_TEXT UNDER STUDY_
·····
Releasing tools and assets to build fictions
Aside documenting the sources and the process, releasing tools for scenario building is the third piece of a growing backbone for Reanticipation. The purpose of the tool is to equip non-designers in creating new fictions close from the existing ones, as an iteration on its current content.
Disobedient Wearables, led in our design practice Design Friction, provides resources and assets to iterate on the design fictions we first published. The project is exploring provocative visions about wearable devices on how they face social issues.

The intent of Disobedient Wearables to open the speculations for reinterpretation might be envisaged as Reanticipation. Our wish is to release graphic assets from the fictitious pieces, such as user manuals, we produced to support the fictions. According to us, it is supposed to concretely help the public in building new visions converging or conflicting from what we first designed. Design Friction also intends to provide a do-it-yourself deck of cards, using the same principle of combination as the Design Fiction Product Work Kit from Near Future Laboratory, a complementary asset to the TBD Catalog mentioned earlier.

The Desobedient Wearables cards are assumed as a tool to design new alternative wearables following the idea of disobedience. The content of the cards has been defined according to the research and topics engaged through the original work on Disobedient Wearables. The deck also comes with a proposition of canvas to structure the design fiction. The toolkit has been tailored for participatory sessions exploring and discussing current and future issues raised by the use of wearable technologies, sessions such as design workshops, for example. Design Friction also aims to facilitate the process of iteration by supporting these tools with guidelines and practices to set an event using the design fiction cards.

It is important to note that those tools and assets differ from the classical creative deck of cards released by design structures, as they occur in the continuity of an existing project, attempting to keep the discussion open around these fictions.

Outcomes expected from the use Reanticipation in future studies

By supporting the rise of iterations on current future visions, Reanticipation is an opportunity to develop the contributions from design in future studies. As the latest had become a strong asset in decision-making processes, Reanticipation might supply the classical futurologist approach with fresh design fictions disagreeing with the current status quo.
·····
_INFORMATION SHOWN_

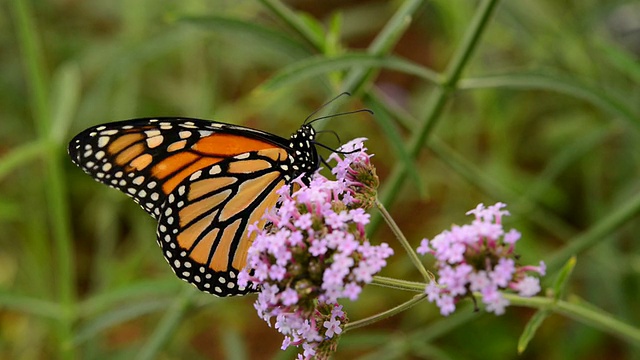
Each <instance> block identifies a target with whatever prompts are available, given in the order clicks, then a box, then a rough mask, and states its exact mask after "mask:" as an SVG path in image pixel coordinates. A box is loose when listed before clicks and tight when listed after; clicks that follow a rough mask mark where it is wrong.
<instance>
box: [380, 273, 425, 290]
·····
_WHAT THIS EXERCISE ASKS_
• A. Answer these questions from the Reanticipation text, one answer per line, marked (i), (ii), (iii) as the questions are.
(i) Which design practice leads Disobedient Wearables?
(ii) The do-it-yourself deck of cards follows the combination principle of which kit, and from whom?
(iii) Besides the cards, what does the deck come with?
• B. Return a verbatim copy of a passage from the Reanticipation text. Start at the words "Disobedient Wearables, led" and end after "face social issues.".
• C. Supply the next part of the Reanticipation text, picking up after its final sentence.

_ANSWERS GIVEN_
• A.
(i) Design Friction
(ii) The Design Fiction Product Work Kit from Near Future Laboratory
(iii) A proposition of canvas to structure the design fiction

• B.
Disobedient Wearables, led in our design practice Design Friction, provides resources and assets to iterate on the design fictions we first published. The project is exploring provocative visions about wearable devices on how they face social issues.

• C.
The attempts of Reanticipation are considered a strategy to empower interdisciplinary groups and communities to redesign existing future visions. Doing so, it delivers new artefacts embedding values, beliefs and fears that might haven’t been captured in the traditional forms of foresight studies. These diverging visions might celebrate the cultural, political and social diversity of viewpoints. Reanticipation reveals these unique insights by relying on a collaborative process. The published design fiction material, such as assets or documentation, are resources that can be adopted by a community of interest. They can join and promote discussions about future issues by designing pieces of argument based on this material; material that they have then tweaked and reformulated. The opinions expressed through the new fiction offer an interesting continuity of medium as the original fiction and the new one are now answering each other and completing the perspectives about a specific problem.

Reanticipation may be regarded as a way to enrich debate and fictions on growing issues as the communities are not starting with a blank page, but are rather experimenting with existing visions to co-produce controversies. This is an exercise of understanding the message carried by the original speculation. The community iterating on the fiction has to reconstruct visions and make decisions about a fictitious universe that they haven’t designed in the first place. The reactions to the speculation are going beyond the ones when only confronted to the artefact, since the community is also facing the previous choices of the designer when creating it. Then, they might decide to make their own speculation according to the history of the discussion, reinforcing or contesting the points of friction pointed through the initial speculative artefact. Challenging the original vision by reimagining the stories of the design fictions offers to delve thoroughly into emerging points of debate. Iterated narratives can be then perceived as a visual discussion thread that underlines and documents different positions, positions leading to opposing design fictions about a same issue. Beyond tools and methods, Reanticipation is a community-oriented process which allows to openly build and discuss continuous narratives.

A framework to deploy Reanticipation

Methods and processes supporting the implementation of Reanticipation

Being a posture and an ethical concern more than a defined methodology, practices and processes can be envisaged to support Reanticipation. The following points address propositions and hypotheses of support, rather than observed strategies. They consider methods to facilitate Reanticipation by designing places to display the iterated design fictions and modes to document the sparked reactions.

A place to exhibit crossed points of view
Iterating on design fiction multiplies the angles of discussion, with speculative artefacts spreading as the discussion keeps to evolve. As all the iterated versions of a speculation are directly or indirectly dialoguing with each other, there is a necessity to create concrete and actionable links redirecting from a vision to another. Connecting fictions is a binding action to show the discussions shaped by the confrontation of the different iterations.
Design fictions have to co-exist simultaneously in the different spaces inhabited by the various communities engaged in the act of Reanticipation. Visions might be deployed in the spaces occupied or frequented by the communities concerned by the questions raised by the speculation, be it in the online space or in the physical one. The challenge is then to get an overview of the discussions in one medium, leading to the need of documenting exchanges generated by the iterated speculations.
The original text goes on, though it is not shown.